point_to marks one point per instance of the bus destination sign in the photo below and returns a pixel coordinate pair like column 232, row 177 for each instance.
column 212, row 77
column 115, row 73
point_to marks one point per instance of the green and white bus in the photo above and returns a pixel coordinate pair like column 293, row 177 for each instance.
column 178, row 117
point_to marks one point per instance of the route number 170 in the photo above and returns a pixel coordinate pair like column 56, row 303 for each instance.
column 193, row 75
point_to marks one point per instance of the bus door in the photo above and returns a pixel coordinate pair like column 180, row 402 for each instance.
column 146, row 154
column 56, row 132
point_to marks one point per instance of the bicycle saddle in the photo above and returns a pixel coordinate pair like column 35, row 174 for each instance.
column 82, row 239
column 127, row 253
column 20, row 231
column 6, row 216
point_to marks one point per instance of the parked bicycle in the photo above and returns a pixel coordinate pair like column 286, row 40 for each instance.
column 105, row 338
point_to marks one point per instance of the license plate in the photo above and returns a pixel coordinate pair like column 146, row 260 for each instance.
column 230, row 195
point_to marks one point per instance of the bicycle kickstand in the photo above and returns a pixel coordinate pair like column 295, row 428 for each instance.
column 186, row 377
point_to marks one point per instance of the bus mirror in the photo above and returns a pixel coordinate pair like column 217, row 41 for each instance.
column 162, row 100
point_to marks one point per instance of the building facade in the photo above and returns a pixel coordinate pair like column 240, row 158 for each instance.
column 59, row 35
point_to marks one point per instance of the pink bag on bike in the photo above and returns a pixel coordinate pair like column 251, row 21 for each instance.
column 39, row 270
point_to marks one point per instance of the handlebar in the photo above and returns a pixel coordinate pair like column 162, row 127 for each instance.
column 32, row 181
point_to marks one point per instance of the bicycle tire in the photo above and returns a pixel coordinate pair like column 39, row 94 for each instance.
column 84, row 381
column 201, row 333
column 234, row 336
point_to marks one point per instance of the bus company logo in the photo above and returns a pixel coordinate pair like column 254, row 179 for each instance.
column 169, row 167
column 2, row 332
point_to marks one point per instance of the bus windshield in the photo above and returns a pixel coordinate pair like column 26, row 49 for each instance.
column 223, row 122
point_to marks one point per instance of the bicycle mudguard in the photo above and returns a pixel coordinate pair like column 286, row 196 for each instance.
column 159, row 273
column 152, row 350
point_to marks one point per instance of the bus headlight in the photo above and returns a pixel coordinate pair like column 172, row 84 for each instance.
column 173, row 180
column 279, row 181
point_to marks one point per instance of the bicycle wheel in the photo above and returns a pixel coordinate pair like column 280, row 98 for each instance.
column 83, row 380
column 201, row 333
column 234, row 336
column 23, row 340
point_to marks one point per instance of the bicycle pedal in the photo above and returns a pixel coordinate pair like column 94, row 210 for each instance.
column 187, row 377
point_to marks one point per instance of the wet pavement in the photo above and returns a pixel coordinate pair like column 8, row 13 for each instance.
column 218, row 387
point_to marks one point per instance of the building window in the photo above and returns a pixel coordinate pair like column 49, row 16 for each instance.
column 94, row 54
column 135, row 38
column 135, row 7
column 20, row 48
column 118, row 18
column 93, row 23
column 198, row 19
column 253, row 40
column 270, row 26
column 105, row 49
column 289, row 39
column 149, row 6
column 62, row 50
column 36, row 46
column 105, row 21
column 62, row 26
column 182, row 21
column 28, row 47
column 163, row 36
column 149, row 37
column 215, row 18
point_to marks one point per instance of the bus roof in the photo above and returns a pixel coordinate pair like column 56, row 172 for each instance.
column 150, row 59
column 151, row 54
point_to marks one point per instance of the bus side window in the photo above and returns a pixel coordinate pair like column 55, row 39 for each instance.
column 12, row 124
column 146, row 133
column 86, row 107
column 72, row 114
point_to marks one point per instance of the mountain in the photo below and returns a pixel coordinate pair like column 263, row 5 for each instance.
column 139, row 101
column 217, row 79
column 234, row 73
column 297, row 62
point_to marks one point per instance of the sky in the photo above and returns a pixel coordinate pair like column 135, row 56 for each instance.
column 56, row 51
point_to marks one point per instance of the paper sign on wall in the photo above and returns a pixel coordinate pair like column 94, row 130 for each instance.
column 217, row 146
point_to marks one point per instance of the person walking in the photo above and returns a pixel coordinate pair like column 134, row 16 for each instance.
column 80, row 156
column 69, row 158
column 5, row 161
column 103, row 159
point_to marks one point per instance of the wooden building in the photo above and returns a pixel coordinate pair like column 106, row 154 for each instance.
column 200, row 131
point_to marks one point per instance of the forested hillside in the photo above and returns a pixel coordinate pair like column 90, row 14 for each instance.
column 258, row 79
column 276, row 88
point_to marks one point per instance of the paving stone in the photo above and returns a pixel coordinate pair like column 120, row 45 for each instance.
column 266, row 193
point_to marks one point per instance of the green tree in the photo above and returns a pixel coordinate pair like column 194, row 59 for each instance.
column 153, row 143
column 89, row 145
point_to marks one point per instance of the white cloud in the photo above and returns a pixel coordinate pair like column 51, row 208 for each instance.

--------------------------------------------------

◆ What you need to do
Start at the top line of the records and retype them all exactly.

◆ Written answer
point_to marks one point per instance of the bus destination sign in the photo below and returns a pixel coordinate pair like column 232, row 177 for each instance.
column 212, row 77
column 115, row 73
point_to marks one point per instance of the green and white bus in the photo above and returns a pixel coordinate pair like column 293, row 177 for each instance.
column 178, row 117
point_to marks one point per instance of the route number 170 in the photo above and returns a pixel coordinate pair like column 56, row 303 for each instance.
column 193, row 75
point_to marks one point per instance of the bus door in the photo above and returns a pixel coordinate pair like column 180, row 402 for each instance.
column 146, row 154
column 56, row 132
point_to marks one point per instance of the bicycle saddle in the photo above and returns a pixel coordinate pair like column 35, row 174 for each instance.
column 82, row 239
column 127, row 253
column 20, row 231
column 6, row 216
point_to marks one point per instance of the parked bicycle in the photo above and returns a pixel coordinate pair like column 286, row 40 for each instance.
column 105, row 338
point_to marks one point per instance of the license plate in the photo above and returns a pixel coordinate pair like column 146, row 260 for each instance.
column 230, row 195
point_to marks one point per instance of the bicycle kickstand in the photo above and returns a pixel coordinate pair like column 295, row 428 for each instance.
column 186, row 377
point_to marks one point per instance of the bus mirror in the photo above and returns a pixel coordinate pair like column 217, row 41 for each instance.
column 162, row 100
point_to marks one point per instance of the building facade in the photo above and returns a pixel coordinate pair like column 240, row 158 for each instance.
column 59, row 35
point_to marks one point per instance of the pink bag on bike in the photo above and returns a pixel coordinate pair like column 251, row 21 for each instance.
column 39, row 270
point_to marks one point per instance of the handlebar in the photo above and returns a pixel coordinate pair like column 162, row 127 for each instance.
column 32, row 181
point_to marks one point per instance of the bicycle tire in the photo above and returns a pixel coordinate pair like column 39, row 94 for each instance.
column 84, row 381
column 201, row 333
column 234, row 336
point_to marks one point per instance of the bus company logo in the photo above and returns a pixel coordinate pair like column 254, row 179 for each instance.
column 169, row 167
column 2, row 332
point_to marks one point per instance of the bus windshield in the photo above and returns a pixel coordinate pair like column 26, row 49 for each instance.
column 223, row 122
point_to marks one point per instance of the bicycle mudguard in the photo above and returns a pixel coordinate pair like column 286, row 196 for each instance.
column 159, row 273
column 152, row 350
point_to marks one point per instance of the bus headlight in the photo above and returns a pixel coordinate pair like column 172, row 84 for each instance.
column 173, row 180
column 279, row 181
point_to marks one point per instance of the bicycle wheel in the photo above and returns a pixel coordinate pair like column 280, row 98 for each instance.
column 83, row 380
column 201, row 333
column 234, row 336
column 23, row 340
point_to marks one point per instance of the bicycle pedal in the photo above and returns a pixel coordinate pair like column 94, row 210 for each instance.
column 187, row 377
point_to marks one point per instance of the wet pavement in the photo above and returns a pixel coordinate pair like column 8, row 13 for each instance.
column 218, row 387
point_to marks one point per instance of the building window in the photo above and returns a pixel coordinate pair like column 49, row 16 for each instance.
column 94, row 54
column 135, row 38
column 135, row 7
column 20, row 48
column 118, row 18
column 93, row 23
column 198, row 19
column 253, row 40
column 270, row 26
column 105, row 49
column 289, row 39
column 149, row 6
column 62, row 50
column 36, row 46
column 105, row 21
column 62, row 26
column 182, row 21
column 28, row 47
column 163, row 36
column 149, row 37
column 215, row 18
point_to marks one point per instance of the bus roof in the photo above and returns a pixel coordinate pair like column 56, row 172 for each instance.
column 150, row 59
column 151, row 54
point_to marks one point per instance of the bus side window in the photo above and returns a pixel coordinate pair like column 55, row 39 for each instance.
column 12, row 124
column 146, row 133
column 86, row 107
column 72, row 114
point_to marks one point per instance of the mountain in the photo below and returns a pixel coordinate pair like column 263, row 5 for each instance.
column 139, row 101
column 217, row 79
column 234, row 73
column 297, row 62
point_to marks one point per instance of the sky in the photo above and returns a pixel coordinate pair like column 135, row 56 for each instance.
column 56, row 51
point_to marks one point per instance of the paper sign on wall in the photo above and returns a pixel coordinate pair like column 94, row 130 for each instance.
column 217, row 146
point_to marks one point per instance of the person walking in the photo above and returns a pixel coordinate pair like column 134, row 16 for each instance.
column 80, row 156
column 69, row 158
column 5, row 161
column 103, row 159
point_to marks one point per instance of the wooden building in the photo above and returns a pixel coordinate pair like column 106, row 154 for each instance.
column 200, row 131
point_to marks one point per instance of the forested hillside in the photo above and returns a pixel coordinate pair like column 90, row 14 for each instance.
column 258, row 79
column 276, row 88
point_to marks one point per instance of the paving stone in the photo above and returns a pixel coordinate pair like column 120, row 45 for each instance.
column 266, row 193
point_to marks one point per instance of the green tree in the photo above and returns a pixel coordinate pair like column 194, row 59 for each instance.
column 153, row 143
column 89, row 145
point_to marks one point per instance of the white cloud in the photo above and returns a pixel coordinate pair like column 51, row 208 for each instance.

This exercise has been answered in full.